Stated exercise: Copy out word for word the lines below, starting at the line that contains "Note: spot each instance of the white cloud" and ending with the last line, including both of these lines.

Stored items:
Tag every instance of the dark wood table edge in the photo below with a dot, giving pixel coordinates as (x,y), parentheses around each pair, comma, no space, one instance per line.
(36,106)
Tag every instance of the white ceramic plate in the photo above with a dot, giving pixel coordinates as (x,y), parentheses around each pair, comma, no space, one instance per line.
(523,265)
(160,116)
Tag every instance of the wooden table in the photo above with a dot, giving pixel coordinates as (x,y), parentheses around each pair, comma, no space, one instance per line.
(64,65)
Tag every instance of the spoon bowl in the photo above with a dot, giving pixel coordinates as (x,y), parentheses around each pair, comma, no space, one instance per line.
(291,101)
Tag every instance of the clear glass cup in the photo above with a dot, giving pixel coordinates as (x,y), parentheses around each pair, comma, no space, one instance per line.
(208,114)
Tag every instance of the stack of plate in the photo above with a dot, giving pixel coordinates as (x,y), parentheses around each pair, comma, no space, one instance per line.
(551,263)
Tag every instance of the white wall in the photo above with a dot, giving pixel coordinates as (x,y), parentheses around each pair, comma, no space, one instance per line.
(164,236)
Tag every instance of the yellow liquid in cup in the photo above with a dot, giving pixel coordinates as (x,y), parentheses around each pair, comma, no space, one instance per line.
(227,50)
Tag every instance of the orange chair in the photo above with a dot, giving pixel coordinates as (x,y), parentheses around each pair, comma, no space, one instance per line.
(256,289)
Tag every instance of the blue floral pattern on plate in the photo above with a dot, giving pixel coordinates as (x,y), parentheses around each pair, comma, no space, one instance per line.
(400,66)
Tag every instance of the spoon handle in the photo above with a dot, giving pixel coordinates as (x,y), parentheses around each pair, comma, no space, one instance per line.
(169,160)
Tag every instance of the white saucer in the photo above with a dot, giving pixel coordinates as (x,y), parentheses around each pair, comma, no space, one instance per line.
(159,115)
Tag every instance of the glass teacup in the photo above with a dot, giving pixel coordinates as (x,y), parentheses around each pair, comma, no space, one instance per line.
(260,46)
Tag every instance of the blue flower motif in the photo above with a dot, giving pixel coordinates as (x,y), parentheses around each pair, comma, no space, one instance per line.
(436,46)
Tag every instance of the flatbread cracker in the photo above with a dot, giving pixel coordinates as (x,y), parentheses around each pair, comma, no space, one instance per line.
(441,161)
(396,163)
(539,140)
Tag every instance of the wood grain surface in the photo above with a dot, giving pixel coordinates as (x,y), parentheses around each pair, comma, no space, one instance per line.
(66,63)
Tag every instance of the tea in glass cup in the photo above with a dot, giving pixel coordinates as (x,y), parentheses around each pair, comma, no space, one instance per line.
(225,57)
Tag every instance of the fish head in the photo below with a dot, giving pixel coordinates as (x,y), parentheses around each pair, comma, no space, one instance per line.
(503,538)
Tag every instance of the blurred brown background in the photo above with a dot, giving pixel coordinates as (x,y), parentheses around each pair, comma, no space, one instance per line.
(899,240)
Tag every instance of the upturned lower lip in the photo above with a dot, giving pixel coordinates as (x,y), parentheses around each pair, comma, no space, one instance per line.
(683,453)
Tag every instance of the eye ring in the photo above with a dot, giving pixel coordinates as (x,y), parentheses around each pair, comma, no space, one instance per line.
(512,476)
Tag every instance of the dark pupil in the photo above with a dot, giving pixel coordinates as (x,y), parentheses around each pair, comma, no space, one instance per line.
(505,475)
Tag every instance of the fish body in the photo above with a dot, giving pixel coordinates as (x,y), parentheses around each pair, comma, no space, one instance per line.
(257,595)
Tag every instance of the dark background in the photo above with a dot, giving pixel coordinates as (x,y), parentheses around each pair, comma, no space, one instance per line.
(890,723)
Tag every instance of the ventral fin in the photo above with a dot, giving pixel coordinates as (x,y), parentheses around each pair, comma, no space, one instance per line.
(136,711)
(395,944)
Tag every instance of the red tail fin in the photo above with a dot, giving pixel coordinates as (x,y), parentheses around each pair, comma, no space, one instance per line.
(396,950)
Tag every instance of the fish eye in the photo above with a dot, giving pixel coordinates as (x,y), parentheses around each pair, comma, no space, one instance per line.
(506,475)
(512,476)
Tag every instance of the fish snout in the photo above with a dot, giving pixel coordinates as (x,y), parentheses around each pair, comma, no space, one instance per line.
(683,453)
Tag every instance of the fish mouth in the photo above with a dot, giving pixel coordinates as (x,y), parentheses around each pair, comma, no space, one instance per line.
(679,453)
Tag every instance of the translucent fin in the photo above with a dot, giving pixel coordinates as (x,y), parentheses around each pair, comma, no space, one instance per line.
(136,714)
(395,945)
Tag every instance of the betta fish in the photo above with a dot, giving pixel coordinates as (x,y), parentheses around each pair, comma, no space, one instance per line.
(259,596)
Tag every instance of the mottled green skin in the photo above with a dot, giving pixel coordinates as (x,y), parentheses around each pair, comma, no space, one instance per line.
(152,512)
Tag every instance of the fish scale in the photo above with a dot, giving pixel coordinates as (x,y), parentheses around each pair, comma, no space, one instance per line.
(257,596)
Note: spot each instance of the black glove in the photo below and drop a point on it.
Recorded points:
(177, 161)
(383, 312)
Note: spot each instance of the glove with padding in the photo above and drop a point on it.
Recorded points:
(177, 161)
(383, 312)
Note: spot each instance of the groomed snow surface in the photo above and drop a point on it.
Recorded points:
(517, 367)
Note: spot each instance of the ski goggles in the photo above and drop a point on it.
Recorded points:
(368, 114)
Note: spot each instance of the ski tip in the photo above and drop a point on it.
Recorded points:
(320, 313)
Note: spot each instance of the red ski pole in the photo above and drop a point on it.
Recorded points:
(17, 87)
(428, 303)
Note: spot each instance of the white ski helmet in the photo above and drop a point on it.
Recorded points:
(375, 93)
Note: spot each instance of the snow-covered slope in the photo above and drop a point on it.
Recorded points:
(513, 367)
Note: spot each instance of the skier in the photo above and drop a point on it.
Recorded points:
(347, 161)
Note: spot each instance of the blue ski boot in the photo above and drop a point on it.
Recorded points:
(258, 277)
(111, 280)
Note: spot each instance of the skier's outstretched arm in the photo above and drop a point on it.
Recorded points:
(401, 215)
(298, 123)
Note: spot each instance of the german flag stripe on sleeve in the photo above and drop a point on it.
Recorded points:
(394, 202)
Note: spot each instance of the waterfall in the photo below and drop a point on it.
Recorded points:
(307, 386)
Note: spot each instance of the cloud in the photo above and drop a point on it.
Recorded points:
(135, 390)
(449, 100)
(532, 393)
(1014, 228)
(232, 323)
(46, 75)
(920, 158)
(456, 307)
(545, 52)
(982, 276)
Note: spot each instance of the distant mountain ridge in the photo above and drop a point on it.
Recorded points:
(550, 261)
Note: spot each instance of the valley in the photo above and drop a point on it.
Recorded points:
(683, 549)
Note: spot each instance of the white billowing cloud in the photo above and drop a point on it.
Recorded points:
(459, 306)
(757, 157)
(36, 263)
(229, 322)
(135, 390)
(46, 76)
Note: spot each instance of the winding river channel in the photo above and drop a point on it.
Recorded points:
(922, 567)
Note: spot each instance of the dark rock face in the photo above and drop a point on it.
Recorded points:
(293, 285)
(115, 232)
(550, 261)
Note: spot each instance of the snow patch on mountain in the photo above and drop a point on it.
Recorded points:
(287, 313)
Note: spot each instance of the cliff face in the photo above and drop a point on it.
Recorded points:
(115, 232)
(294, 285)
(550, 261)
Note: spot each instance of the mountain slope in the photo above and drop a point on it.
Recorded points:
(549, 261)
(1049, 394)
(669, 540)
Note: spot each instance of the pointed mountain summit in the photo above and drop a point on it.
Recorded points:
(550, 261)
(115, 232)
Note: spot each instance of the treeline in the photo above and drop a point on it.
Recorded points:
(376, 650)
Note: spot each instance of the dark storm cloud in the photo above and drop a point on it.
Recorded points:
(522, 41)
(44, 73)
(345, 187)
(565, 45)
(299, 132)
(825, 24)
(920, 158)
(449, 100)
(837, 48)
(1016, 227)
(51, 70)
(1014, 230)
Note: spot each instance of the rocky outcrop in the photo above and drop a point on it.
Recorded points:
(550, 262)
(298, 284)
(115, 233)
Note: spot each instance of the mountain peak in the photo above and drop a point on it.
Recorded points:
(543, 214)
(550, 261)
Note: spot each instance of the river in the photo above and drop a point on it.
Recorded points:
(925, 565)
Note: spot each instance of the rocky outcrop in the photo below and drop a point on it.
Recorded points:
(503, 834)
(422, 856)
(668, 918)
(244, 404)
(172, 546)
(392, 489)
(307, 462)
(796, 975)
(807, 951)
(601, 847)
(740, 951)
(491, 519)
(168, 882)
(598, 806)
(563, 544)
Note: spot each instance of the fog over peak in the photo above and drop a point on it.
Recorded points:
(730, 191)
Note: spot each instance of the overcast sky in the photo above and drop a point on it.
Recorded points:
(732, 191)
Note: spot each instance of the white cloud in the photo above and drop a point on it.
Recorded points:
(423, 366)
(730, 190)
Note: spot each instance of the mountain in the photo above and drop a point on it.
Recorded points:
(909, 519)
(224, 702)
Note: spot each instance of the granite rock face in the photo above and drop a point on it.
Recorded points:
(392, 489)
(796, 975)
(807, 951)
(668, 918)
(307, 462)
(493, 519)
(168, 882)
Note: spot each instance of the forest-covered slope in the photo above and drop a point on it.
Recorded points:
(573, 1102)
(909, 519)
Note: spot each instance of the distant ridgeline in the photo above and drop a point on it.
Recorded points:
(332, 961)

Output for this task:
Note: spot each instance of the white cloud in the photo above and drop a point on it.
Recorded points:
(423, 366)
(730, 190)
Note: spot each instance of the mountain in the photo above and drop a point on it.
Recorded points:
(909, 519)
(224, 702)
Note: spot each instance of the granite rock face in the photo above and drop a point on it.
Recorded points:
(392, 489)
(796, 975)
(807, 951)
(668, 918)
(307, 462)
(493, 519)
(168, 882)
Note: spot each instance of the forest-covered slope in the photo above and drop a point on it.
Recorded points:
(573, 1102)
(909, 519)
Note: spot each instance of the distant ridgeline in the photo above and drop a point on it.
Recorded points:
(332, 961)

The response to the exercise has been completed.